**THE TASK**
Exactly the lines below from the one with "positive clicks: (114, 209)" up to and including the one with "box: [296, 199, 344, 368]" make up the answer, with nothing else added.

Segment Start: PROVIDED MATERIAL

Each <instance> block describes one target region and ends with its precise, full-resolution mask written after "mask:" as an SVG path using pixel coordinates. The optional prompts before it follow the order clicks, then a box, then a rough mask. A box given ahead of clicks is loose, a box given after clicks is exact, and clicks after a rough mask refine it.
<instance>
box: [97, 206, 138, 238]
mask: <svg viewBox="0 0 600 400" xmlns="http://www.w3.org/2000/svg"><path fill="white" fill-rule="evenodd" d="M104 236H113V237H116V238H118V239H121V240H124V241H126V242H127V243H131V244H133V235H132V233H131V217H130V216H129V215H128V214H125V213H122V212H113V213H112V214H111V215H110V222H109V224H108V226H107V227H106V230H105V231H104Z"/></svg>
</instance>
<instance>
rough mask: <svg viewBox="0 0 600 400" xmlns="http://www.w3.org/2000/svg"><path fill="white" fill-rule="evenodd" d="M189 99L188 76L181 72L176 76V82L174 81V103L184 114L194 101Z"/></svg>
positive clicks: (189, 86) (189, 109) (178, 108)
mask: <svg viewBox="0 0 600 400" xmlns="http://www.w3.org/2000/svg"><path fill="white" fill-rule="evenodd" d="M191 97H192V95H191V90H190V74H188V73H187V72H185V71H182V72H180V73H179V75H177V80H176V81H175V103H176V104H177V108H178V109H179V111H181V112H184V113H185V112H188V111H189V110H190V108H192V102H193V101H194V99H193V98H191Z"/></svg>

Segment End: PROVIDED MATERIAL
Segment Start: PROVIDED MATERIAL

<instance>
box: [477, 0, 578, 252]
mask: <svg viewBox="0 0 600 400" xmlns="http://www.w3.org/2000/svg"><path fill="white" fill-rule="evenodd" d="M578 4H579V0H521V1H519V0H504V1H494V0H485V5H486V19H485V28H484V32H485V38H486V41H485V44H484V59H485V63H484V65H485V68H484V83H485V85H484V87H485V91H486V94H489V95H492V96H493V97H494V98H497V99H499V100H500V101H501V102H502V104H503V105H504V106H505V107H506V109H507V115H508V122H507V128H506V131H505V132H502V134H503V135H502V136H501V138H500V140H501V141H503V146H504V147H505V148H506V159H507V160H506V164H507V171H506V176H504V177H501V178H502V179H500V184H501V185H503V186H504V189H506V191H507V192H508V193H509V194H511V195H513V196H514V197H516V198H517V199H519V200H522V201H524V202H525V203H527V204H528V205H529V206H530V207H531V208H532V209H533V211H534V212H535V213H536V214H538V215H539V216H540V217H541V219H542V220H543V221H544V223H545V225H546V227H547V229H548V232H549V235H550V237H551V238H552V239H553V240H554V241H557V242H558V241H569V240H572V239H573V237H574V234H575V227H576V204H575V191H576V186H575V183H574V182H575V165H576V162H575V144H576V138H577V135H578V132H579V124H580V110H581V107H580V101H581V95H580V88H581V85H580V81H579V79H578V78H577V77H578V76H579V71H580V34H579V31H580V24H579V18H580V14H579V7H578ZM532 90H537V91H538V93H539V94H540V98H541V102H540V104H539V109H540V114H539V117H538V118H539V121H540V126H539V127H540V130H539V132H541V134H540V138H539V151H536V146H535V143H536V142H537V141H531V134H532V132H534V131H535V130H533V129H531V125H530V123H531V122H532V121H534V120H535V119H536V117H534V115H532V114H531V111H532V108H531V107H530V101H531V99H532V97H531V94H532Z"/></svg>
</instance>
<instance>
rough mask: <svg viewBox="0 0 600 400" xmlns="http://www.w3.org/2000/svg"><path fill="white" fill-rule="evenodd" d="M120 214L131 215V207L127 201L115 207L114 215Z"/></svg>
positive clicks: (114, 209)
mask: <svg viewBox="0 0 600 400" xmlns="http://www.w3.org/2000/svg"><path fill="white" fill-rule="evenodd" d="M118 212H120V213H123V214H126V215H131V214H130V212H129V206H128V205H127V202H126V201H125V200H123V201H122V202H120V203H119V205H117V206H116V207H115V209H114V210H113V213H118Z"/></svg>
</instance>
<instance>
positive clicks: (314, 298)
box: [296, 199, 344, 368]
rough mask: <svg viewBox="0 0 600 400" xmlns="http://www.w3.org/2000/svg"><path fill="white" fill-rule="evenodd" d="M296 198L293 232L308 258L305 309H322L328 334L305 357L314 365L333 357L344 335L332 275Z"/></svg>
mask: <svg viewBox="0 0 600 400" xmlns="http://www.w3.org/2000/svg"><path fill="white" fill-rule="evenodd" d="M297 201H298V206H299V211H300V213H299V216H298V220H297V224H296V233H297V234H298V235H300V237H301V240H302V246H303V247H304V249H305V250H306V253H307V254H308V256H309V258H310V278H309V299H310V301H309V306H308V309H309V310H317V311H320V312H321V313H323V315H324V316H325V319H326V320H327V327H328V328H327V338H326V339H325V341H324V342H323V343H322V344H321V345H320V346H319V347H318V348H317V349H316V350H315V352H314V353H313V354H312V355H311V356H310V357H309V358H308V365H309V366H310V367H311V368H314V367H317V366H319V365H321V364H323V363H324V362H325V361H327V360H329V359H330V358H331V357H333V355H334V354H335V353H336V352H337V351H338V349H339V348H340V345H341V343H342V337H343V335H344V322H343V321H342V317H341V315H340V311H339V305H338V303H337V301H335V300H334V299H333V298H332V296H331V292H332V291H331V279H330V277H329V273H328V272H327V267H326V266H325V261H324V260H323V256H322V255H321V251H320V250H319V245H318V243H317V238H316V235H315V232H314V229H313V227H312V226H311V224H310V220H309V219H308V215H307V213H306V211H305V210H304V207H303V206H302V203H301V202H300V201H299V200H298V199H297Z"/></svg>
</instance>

Segment End: PROVIDED MATERIAL

**RESPONSE**
positive clicks: (114, 209)
mask: <svg viewBox="0 0 600 400" xmlns="http://www.w3.org/2000/svg"><path fill="white" fill-rule="evenodd" d="M118 212H120V213H123V214H126V215H131V214H130V212H129V206H128V205H127V202H126V201H125V200H123V201H122V202H120V203H119V205H117V206H116V207H115V209H114V210H113V213H118Z"/></svg>
</instance>
<instance>
positive clicks: (314, 298)
box: [296, 199, 344, 368]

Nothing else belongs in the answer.